◆ **Objective 1**:
In the New Era Resolutions passage, what does dressing more formally than is customary demonstrate?
◆ **Objective 2**:
Continue the New Era Resolutions passage, picking up right after its ninth listed item.

◆ **Passage shown**:
>>>>

Southern Agrarianism and the culture of the Old South

New Era Resolutions


America continues down the path to a new era – an era characterized by an extreme cultural split on a massive scale. Our task as Southern Agrarians is to move as far away from that dividing line as possible. We must stake out the cultural high ground so that there can be no doubt as to which camp we belong – or neither camp.

This post is updated from the New Era Resolutions that I publish about every year or so. It needs to be regularly repeated as a reminder that there IS something we can do. We have a choice. We can take positive steps to improve our selves, our families, our churches, our friends, our co-workers, and all those within our circle. Hope is not enough – have a plan.

To that end, this is a list of tangible things we can do, presented in no particular order.

  1. Be an encouragement and a help to your extended family in a way that will make it easier to decide to have a larger family. If that doesn’t apply directly to your current situation, then spend time helping another worthy family. The break-down of the multi-generation family has resulted in serious consequences for society.
  2. Boldly proclaim the saving grace of Jesus Christ. Leading a soul to eternal salvation is a greater accomplishment than anything else in this life.
  3. Strive to live a virtuous life at home, at work, and in public. Always speak the truth. We are ambassadors of our great Southern culture and must serve as an example of what that culture stands for.
  4. Be part of a church that truly believes The Bible 1 as the literal word of God – and acts on it. There are far too many modernist churches that lower standards and try to become like the rest of the world. If you’re in one of those modernist churches, leave and find a real church that is not focused on entertaining the congregation.
  5. Use the power of the spoken and written word to advance the cause of restoring civility to America.
  6. Dress more formally than what is customary in today’s society. It demonstrates a respect for others – and for yourself.
  7. Pay close attention to manners and etiquette, and make them a part of your daily life.
  8. Pray – not a vain repetition, but pray like you are talking directly with The God who created the entire universe, because that’s exactly what you are doing. He listens to “specks of dust” like us.
  9. Seek out like-minded people, and form strong bonds with them.

<<<<

◆ **Listing**:
>>>>

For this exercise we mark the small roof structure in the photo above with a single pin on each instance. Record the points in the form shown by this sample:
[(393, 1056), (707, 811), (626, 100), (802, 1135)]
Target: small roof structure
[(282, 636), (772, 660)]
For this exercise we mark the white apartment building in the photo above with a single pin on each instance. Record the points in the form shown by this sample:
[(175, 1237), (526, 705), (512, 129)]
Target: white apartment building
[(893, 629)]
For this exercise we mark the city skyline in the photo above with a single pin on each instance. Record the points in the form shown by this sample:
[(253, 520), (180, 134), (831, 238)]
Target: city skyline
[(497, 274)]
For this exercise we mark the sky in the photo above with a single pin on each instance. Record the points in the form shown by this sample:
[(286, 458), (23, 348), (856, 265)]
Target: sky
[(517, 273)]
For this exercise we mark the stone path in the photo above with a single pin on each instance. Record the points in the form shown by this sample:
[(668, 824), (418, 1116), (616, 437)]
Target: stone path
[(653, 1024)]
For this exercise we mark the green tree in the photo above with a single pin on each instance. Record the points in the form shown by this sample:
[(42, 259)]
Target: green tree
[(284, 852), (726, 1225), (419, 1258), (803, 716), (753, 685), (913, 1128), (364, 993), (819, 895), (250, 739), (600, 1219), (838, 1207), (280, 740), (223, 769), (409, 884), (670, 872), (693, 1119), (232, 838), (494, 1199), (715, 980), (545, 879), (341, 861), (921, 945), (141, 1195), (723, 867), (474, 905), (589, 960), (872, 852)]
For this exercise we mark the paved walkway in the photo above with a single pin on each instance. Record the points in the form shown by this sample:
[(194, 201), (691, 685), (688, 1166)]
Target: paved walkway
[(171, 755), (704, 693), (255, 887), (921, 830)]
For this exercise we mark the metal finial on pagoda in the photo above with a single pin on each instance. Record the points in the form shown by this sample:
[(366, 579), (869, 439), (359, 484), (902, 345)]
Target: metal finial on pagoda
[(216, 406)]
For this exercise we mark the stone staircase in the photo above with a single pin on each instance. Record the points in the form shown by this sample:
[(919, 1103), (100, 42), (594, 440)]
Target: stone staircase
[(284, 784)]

<<<<

◆ **Exercise output 1**:
A respect for others and for yourself.

◆ **Exercise output 2**:
  10. Treat others with respect. As conditions worsen, there will be those who proudly provided for their families in the past, but find themselves without work or, if they are fortunate, doing menial work. Your turn may come. While those who willingly live off of money stolen from the productive deserve our open contempt, resist the urge unless pressed.
  11. Follow the Boy Scout slogan of “Do a Good Turn Daily”. Find some way to help someone who would not expect it.
  12. Follow the Boy Scout motto of “Be Prepared”. When hard times come, you can depend on no one but yourself and your closest friends and family.
  13. Produce some of your own food by gardening or small-scale farming, and raising chickens. Those are valuable skills that cannot be learned by just reading a book. It is also the key to our Southern Agrarian culture.
  14. Understand the foundation of what Southern Agrarianism is by reading I’ll Take My Stand. While Southern Agrarianism is not strictly defined by this book, it is the starting point.
  15. If you are living in an urban area, move to a semi-rural or rural area. The cities are not only increasingly dangerous, they are corrosive to the soul.
  16. Arm yourself and learn and practice to become effective in the defense of yourself and your family. Armed men are free men – disarmed men are slaves.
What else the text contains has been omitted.